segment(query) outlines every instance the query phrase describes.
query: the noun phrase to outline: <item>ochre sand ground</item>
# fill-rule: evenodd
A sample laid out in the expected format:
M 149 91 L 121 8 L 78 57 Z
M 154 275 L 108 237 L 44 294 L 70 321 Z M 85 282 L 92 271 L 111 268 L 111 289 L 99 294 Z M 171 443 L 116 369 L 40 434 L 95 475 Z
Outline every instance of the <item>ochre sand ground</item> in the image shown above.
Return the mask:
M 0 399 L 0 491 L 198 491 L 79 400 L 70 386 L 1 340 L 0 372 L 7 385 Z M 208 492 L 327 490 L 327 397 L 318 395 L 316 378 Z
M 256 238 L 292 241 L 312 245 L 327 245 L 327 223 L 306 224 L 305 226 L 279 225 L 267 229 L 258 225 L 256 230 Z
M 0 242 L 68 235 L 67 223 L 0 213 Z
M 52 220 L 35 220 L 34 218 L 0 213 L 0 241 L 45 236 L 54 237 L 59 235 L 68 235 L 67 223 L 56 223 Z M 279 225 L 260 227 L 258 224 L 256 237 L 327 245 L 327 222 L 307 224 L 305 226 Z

────────

### [TASK DESCRIPTION]
Rewrite all the records above, putting "dry dirt path" wherever "ochre sand ground" appears and leaving everything else unchanged.

### [RESULT OF THIS EXERCISE]
segment(query) outlines every instance the query phrase describes.
query: the noun phrase to outline: <item>dry dirt path</item>
# fill-rule: evenodd
A sample laid out in the expected format:
M 149 91 L 121 8 L 78 57 Z
M 154 275 L 108 237 L 44 294 L 70 321 Z M 85 282 L 92 271 L 111 268 L 111 289 L 99 294 Z M 171 443 L 116 369 L 40 434 L 95 475 Z
Outline every instance of the <item>dry dirt path</item> in the image shown above.
Return the mask:
M 0 399 L 0 491 L 198 491 L 79 400 L 70 386 L 1 340 L 0 372 L 7 385 Z M 208 492 L 327 490 L 327 397 L 318 395 L 316 378 Z
M 256 238 L 292 241 L 312 245 L 327 245 L 327 223 L 306 224 L 305 226 L 279 225 L 267 229 L 258 225 L 256 230 Z
M 0 242 L 68 235 L 67 223 L 0 213 Z
M 52 220 L 35 220 L 34 218 L 0 213 L 0 241 L 45 236 L 54 237 L 59 235 L 68 235 L 67 223 L 56 223 Z M 279 225 L 260 227 L 258 224 L 256 237 L 327 245 L 327 222 L 307 224 L 305 226 Z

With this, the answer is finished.